START Text

You have forgotten all the old rules about eating after 6 pm, in fact two of your most important meals of the day come after that time, dinner and supper 
You can drink vodka almost as though it were water and in fact sometimes throw some in your water just for good measure 
Hot dogs have become sausages and can be added to just about anything… hot dogs and scrambled eggs, yummmo… hot dog pizza, why of course! 
Privacy, what’s that? My neighbor’s door is unlocked so of course she wants to me to walk in and have a cup of coffee with her
Drinking coffee 4 times a day is nothing! In fact let’s have a cup before bed!
You now recognize that we are going on a “small Excursion” is slang for we will kidnap you for a minimum of ten hours
Anyone not from your village or town is an “outsider” and it’s required that you stare at them intensely in efforts to gather information about them that you will later share with your neighbors
Upon seeing this outsider it is not uncommon for you to ask very loudly “who is that” forgetting that the said outsider may understand English and would consider it very rude for you to stare at him and ask who he is
You learn this so called “outsider” is a European or another American; you are equally excited to see them as you are annoyed that they are in your town.  
You hear water turn on you jump up and immediately begin washing things. Who knows how long it will stay on, and you have been deceived by its promises of longevity far too many times
You see something gold and shiny and think, yeah that really is nice
In fact “nice” has become the most prominent word in your vocabulary. Pretty girls are nice, things taste nice, weather is nice… it’s a one size fits all kind of word
You have learned all the grammatical rules of English and yet have somehow managed to speak English as a foreigner does. You often leave out articles, deciding that they are unnecessary for comprehension 
You have forgotten the words good and delicious, everything is tasty or not so tasty. 
You make weird sounds in conversation to express agreement, annoyance, surprise or just comprehension. In fact you are not really sure if you can actually speak Armenian, or you have just learned to imitate sounds. 
You can’t help but to wonder if that tickle in the back of your throat is due to the fact that last week you went outside without your socks.
You get into a random taxi from the street and without you saying a word he takes you to your house. In fact, you are not even sure if that taxi driver was from your town, still not strange. 
At one time you had a bus schedule for your town memorized, but now you can’t remember what the official times are, you just go when you feel like it
Standing in a van full of people for a 45 minute drive is nothing unusual 
You no longer reach for a seatbelt that is never there 
You don’t think it’s strange for people to watch you do mundane things. Getting a haircut is not a spectator sport? Could have fooled me 
You no longer try to create lines out of chaos. You need to pay your bills? Squeeze in front of the twenty other people standing in a crowd at the teller, then make yourself as big as possible by holding your elbows out, and throw money at the teller. Don’t make eye contact with anyone, and don’t show weakness. 
You’ve jumped onto a crowded bus and without even thinking hand your purse over to a stranger so you can grab onto the back of someone’s chair
A mother enters a crowded marshutka and there are no seats. You offer her yours, but she refuses and instead plops a baby onto your lap. You tell the baby that you want to eat it and smile as if this is the most normal thing in the world, and in some way it really is...

Tuesday, June 5, 2012

Second Year Memories

I've made it!! I have survived 2 whole years of the Peace Corps and I have this video to prove it!!! Here is a look at my second year in the Peace Corps!! In two months from now it will all be over and in three months from now I will be back in beautiful California appreciating all of the freedoms and luxaries that come with being an American, and man will I be grateful but I will always carry this experience with me, remembering how difficult it is to live in a developing world.

END Text

● What needs to be done
Please copy the post from "You get into" to "still not strange.", swapping "taxi driver" for "cab driver". The listing has no connection to the post.

START Records supplied

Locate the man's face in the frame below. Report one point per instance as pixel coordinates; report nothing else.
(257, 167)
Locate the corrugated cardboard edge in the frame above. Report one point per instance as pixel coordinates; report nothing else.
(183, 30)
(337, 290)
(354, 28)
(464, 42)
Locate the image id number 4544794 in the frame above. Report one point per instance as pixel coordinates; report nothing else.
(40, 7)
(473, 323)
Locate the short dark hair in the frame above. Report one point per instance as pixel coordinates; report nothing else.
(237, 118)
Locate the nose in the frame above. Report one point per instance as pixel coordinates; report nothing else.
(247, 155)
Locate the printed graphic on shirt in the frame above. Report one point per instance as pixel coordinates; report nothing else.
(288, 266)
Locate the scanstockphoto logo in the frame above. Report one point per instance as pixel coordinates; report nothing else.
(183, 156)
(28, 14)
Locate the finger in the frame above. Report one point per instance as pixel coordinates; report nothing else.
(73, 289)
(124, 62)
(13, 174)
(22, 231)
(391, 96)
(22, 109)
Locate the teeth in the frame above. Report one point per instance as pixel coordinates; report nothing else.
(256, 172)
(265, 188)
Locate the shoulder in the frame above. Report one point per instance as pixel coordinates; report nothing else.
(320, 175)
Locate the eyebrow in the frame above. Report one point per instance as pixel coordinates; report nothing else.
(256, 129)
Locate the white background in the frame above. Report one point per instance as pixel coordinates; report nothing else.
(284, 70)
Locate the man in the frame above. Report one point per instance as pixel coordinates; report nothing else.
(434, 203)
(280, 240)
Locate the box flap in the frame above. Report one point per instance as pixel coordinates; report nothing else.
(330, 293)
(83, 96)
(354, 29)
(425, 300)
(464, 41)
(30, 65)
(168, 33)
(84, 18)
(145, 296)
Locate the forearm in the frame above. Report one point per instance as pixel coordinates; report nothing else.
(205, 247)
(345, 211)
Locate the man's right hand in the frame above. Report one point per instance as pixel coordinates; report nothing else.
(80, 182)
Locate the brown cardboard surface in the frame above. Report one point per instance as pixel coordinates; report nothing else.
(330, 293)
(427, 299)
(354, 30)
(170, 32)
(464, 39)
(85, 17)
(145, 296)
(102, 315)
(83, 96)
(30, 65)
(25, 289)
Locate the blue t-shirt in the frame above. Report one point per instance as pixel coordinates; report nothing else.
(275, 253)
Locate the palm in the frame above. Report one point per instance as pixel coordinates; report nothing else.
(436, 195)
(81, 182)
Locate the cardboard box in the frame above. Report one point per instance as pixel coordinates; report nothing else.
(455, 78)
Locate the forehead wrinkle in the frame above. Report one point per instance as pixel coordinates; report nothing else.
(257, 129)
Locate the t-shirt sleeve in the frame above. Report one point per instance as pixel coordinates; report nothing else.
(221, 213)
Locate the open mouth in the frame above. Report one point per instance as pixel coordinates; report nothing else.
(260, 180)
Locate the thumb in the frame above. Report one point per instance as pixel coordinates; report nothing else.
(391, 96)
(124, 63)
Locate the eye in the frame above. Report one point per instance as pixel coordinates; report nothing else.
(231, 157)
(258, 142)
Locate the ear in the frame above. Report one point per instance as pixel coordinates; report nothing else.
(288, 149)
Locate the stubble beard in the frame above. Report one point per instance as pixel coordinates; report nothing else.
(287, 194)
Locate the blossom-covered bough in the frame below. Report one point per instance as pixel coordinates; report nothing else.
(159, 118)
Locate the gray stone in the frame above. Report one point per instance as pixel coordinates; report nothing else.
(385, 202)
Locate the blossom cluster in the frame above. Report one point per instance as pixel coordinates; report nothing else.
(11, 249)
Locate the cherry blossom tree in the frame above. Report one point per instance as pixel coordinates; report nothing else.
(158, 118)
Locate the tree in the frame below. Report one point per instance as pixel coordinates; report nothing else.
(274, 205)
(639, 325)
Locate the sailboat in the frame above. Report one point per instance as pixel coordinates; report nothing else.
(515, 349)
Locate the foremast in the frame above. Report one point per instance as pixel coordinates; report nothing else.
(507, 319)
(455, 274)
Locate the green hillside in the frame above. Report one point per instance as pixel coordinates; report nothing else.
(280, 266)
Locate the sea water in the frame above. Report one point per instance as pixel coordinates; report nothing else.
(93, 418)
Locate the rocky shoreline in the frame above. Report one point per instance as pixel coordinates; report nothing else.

END Records supplied

● Task response
You get into a random taxi from the street and without you saying a word he takes you to your house. In fact, you are not even sure if that cab driver was from your town, still not strange.